▸ STATED TASK 1:
Can you copy, word for word, everything in the essay on Pakistan's gender-equality pledge from "By Hija Kamran" down to "control over empowerment."?

▸ TEXT SHOWN:
:::

The Digital Backlash: Pakistan’s Broken Pledge on Gender Equality

By Hija Kamran

Thirty years ago, Pakistan signed onto the Beijing Declaration and Platform for Action, committing to an ambitious vision of gender equality. Fast forward to today, and that vision remains just that – a vision – hindered by a political landscape that silences dissent, a digital ecosystem that amplifies inequality, and a regulatory regime that prioritises control over empowerment.

Adopted at the Fourth World Conference on Women in Beijing in 1995, the BPfA wasn’t just a document – it was the culmination of years of movement-building, cross-border solidarity, and relentless advocacy of women’s rights groups. It set out a bold vision for gender justice, rallying 189 UN member states around 12 critical areas of concern.

Source: UN

A landmark document that has stood the test of time, the BPfA remains just as relevant today as it was 30 years ago. But while its core principles endure, the world has changed, bringing new challenges, technologies, and power dynamics that demand a revision of its framework to reflect today’s realities. Gender equality in 2025 isn’t just about political representation or economic opportunity; it’s also about digital rights, online safety, and the growing influence of technology in shaping freedoms and oppressions alike.

As authoritarian regimes tighten their grip on power and roll back civil liberties, the conversation around gender equality and justice is shifting. The patriarchal governance models they uphold aren’t just incidental – they are deliberate, reinforcing anti-rights and anti-gender agendas that make public spaces increasingly unsafe for women and gender minorities. These are the very groups the BPfA was meant to protect, yet its vision cannot be fully realised unless we confront these evolving threats head-on. Revisiting our approach is no longer optional; it’s essential. The world has changed, and so must our strategies to defend and advance gender justice in an era of shrinking freedoms.

As I argue in my Expert Paper to UN Women titled, “Charting the Future: Revisiting Beijing's Commitments in the Digital Era”, it is crucial for gender justice advocates as well as the governments to ask, “How would you draft the Beijing Declaration and Platform for Action if you were writing it today?”

:::

▸ DATASET EXCERPTS:
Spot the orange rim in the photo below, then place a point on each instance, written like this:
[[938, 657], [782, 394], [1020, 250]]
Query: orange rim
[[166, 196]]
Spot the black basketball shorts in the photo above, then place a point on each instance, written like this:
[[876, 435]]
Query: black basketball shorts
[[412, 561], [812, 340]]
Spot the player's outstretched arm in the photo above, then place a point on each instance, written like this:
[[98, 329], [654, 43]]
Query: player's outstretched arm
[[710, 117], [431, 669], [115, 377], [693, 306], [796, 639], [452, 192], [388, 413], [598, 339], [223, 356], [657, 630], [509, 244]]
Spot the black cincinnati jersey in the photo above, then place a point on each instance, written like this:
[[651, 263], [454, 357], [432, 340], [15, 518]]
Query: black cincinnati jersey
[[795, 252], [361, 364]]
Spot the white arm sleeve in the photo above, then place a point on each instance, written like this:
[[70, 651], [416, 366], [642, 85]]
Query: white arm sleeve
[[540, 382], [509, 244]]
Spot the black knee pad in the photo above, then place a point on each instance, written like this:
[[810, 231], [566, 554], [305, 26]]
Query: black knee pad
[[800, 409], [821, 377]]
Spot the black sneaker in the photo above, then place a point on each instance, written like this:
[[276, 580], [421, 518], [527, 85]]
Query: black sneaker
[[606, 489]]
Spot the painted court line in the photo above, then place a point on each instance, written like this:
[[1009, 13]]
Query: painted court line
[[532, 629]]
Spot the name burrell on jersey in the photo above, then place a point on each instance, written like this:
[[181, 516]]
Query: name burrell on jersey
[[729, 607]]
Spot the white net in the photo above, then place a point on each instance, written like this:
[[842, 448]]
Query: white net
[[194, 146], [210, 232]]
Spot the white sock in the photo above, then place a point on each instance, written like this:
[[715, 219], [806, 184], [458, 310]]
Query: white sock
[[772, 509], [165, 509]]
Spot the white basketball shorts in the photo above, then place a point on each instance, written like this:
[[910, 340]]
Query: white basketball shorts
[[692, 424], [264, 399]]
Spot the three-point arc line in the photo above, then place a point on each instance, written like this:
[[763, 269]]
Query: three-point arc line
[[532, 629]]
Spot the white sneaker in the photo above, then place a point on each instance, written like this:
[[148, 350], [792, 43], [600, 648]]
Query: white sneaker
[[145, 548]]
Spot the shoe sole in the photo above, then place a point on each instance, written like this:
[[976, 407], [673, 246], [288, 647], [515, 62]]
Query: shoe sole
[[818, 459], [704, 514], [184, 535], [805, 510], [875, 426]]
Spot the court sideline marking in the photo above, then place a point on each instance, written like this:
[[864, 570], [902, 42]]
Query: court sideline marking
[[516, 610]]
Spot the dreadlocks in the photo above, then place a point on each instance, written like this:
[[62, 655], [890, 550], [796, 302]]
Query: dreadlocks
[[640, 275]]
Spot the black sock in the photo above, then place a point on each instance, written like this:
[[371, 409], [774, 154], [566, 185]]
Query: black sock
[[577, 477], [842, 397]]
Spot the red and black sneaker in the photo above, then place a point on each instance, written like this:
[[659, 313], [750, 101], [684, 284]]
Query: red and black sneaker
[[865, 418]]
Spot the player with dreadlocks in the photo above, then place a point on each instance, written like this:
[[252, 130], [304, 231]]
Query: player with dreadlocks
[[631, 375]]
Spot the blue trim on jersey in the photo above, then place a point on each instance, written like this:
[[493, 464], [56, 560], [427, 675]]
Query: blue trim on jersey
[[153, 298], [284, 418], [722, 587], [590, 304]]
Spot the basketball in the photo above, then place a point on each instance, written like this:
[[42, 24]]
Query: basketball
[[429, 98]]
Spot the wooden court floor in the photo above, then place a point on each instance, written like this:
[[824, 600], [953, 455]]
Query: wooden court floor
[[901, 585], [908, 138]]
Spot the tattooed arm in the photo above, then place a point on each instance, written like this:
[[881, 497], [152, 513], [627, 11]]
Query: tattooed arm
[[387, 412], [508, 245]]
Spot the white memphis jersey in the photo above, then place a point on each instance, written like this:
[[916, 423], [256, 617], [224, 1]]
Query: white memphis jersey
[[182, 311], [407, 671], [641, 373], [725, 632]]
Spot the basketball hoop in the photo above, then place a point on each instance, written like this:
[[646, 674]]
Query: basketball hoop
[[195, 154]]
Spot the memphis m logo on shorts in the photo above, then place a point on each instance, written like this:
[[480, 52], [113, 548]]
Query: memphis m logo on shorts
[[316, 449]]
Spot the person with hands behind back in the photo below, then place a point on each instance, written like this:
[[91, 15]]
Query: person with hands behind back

:::

▸ STATED TASK 2:
Could you rewrite everything from the start of the records down to the line containing "630], [509, 244]]", changing "outstretched" to "extended" and leaving everything else unchanged? Return only those lines.

▸ TASK RESPONSE 1:
By Hija Kamran

Thirty years ago, Pakistan signed onto the Beijing Declaration and Platform for Action, committing to an ambitious vision of gender equality. Fast forward to today, and that vision remains just that – a vision – hindered by a political landscape that silences dissent, a digital ecosystem that amplifies inequality, and a regulatory regime that prioritises control over empowerment.

▸ TASK RESPONSE 2:
Spot the orange rim in the photo below, then place a point on each instance, written like this:
[[938, 657], [782, 394], [1020, 250]]
Query: orange rim
[[166, 196]]
Spot the black basketball shorts in the photo above, then place a point on each instance, written like this:
[[876, 435]]
Query: black basketball shorts
[[412, 561], [812, 340]]
Spot the player's extended arm in the photo above, then place a point on each instance, written like this:
[[98, 329], [654, 43]]
Query: player's extended arm
[[710, 117], [431, 669], [115, 377], [693, 306], [796, 639], [452, 192], [388, 413], [598, 339], [223, 356], [657, 630], [509, 244]]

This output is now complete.